- [Activity] The entries contain pictures, which should not appear in the copy; everything else must be reproduced exactly.

- [Record extracts]
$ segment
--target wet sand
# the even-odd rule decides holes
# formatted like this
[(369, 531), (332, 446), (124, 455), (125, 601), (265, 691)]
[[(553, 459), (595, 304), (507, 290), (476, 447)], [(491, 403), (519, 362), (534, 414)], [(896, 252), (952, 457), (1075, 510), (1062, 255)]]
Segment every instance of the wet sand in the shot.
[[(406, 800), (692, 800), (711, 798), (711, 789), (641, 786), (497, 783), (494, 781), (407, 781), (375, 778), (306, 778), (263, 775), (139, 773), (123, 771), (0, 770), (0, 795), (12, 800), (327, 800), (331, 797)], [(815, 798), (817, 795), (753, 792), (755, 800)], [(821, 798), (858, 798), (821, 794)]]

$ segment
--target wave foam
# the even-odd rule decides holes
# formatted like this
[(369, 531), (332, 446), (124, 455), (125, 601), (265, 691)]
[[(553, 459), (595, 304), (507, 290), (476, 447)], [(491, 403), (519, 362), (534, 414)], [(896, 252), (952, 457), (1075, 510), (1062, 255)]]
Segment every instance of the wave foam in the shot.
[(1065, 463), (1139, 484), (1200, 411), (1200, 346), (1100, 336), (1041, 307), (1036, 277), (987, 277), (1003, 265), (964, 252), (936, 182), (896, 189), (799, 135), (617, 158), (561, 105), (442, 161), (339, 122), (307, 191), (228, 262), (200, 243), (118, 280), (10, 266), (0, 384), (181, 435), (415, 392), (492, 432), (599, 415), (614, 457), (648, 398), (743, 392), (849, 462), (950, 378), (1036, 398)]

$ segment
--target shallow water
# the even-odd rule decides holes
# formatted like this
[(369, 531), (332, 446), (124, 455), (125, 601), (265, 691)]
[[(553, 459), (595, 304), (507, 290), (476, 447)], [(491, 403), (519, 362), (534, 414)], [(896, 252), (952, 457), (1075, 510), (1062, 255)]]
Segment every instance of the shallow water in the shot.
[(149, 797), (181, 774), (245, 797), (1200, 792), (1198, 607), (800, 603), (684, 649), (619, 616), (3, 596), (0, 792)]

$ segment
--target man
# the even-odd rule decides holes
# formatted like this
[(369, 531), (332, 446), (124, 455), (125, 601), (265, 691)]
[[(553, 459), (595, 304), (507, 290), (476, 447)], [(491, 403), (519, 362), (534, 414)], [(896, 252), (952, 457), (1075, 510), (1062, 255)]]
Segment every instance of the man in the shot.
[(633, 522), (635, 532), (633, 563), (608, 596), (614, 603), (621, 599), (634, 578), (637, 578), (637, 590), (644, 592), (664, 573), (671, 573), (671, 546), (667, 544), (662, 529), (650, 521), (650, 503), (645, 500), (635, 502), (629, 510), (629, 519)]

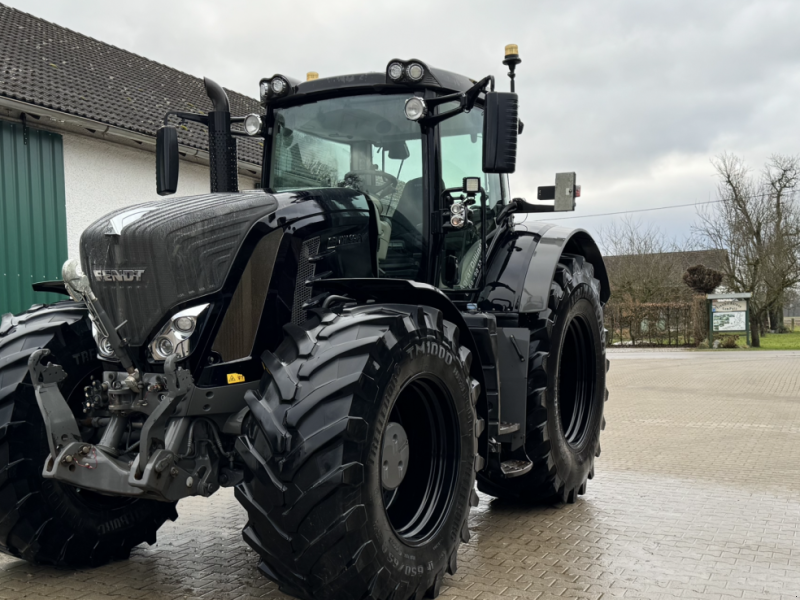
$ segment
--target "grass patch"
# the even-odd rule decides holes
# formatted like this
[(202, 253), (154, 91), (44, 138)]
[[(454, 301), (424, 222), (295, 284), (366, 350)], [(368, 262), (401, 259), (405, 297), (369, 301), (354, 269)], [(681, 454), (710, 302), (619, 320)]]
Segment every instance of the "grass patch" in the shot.
[(762, 350), (800, 350), (800, 329), (789, 333), (768, 333), (761, 337)]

- [Result of the task]
$ segment
--target wet sand
# the even-odd rule decides holes
# formatted like this
[(369, 531), (332, 446), (124, 455), (125, 601), (265, 691)]
[[(553, 459), (595, 304), (507, 290), (476, 447)], [(491, 403), (519, 362), (534, 414)], [(896, 252), (952, 457), (1075, 510), (1062, 255)]]
Segment every instance of the wet sand in the shot.
[[(406, 800), (692, 800), (711, 798), (711, 789), (641, 786), (497, 783), (494, 781), (407, 781), (375, 778), (306, 778), (263, 775), (139, 773), (123, 771), (0, 770), (0, 795), (12, 800), (327, 800), (331, 797)], [(815, 798), (817, 795), (753, 792), (755, 800)], [(821, 798), (858, 798), (821, 794)]]

$ segment
--target wave foam
# the even-odd rule decides holes
# formatted like this
[(369, 531), (332, 446), (124, 455), (125, 601), (265, 691)]
[[(553, 459), (595, 304), (507, 290), (476, 447)], [(491, 403), (519, 362), (534, 414)], [(896, 252), (952, 457), (1075, 510), (1062, 255)]]
Segment every instance of the wave foam in the shot.
[(1065, 463), (1139, 484), (1200, 411), (1200, 346), (1100, 336), (1041, 307), (1036, 277), (987, 277), (1003, 265), (964, 252), (936, 182), (896, 189), (799, 135), (617, 158), (561, 105), (442, 161), (339, 122), (307, 191), (228, 262), (200, 243), (118, 280), (10, 266), (0, 384), (181, 435), (415, 392), (492, 432), (599, 415), (614, 457), (648, 398), (743, 392), (849, 462), (950, 378), (1036, 398)]

$ segment
--target shallow water
# the even-odd rule decides holes
# formatted like this
[(369, 531), (332, 446), (124, 455), (125, 601), (265, 691)]
[[(553, 459), (595, 304), (507, 290), (476, 447)], [(491, 403), (519, 362), (534, 414)], [(896, 252), (952, 457), (1075, 510), (1062, 255)]]
Segment every instance of the shallow water in the shot.
[(149, 797), (181, 774), (245, 797), (1200, 792), (1198, 607), (800, 603), (684, 649), (619, 616), (3, 596), (0, 792)]

$ segment
--target man
# the even-odd rule decides holes
# formatted like this
[(369, 531), (332, 446), (124, 455), (125, 601), (265, 691)]
[[(553, 459), (595, 304), (507, 290), (476, 447)], [(491, 403), (519, 362), (534, 414)], [(896, 252), (952, 457), (1075, 510), (1062, 255)]]
Segment every instance of the man in the shot.
[(633, 522), (635, 532), (633, 563), (608, 596), (614, 603), (621, 599), (634, 578), (637, 578), (637, 590), (644, 592), (664, 573), (671, 573), (671, 546), (667, 544), (662, 529), (650, 521), (650, 503), (645, 500), (635, 502), (629, 510), (629, 519)]

$ segment
--target "grass patch"
# the even-odd rule decides holes
# formatted like this
[(202, 253), (154, 91), (44, 138)]
[[(454, 301), (424, 222), (295, 284), (366, 350)], [(368, 262), (401, 259), (405, 297), (369, 301), (354, 269)], [(681, 454), (710, 302), (619, 320)]]
Segment every instance of the "grass patch" in the shot.
[(762, 350), (800, 350), (800, 329), (789, 333), (768, 333), (761, 337)]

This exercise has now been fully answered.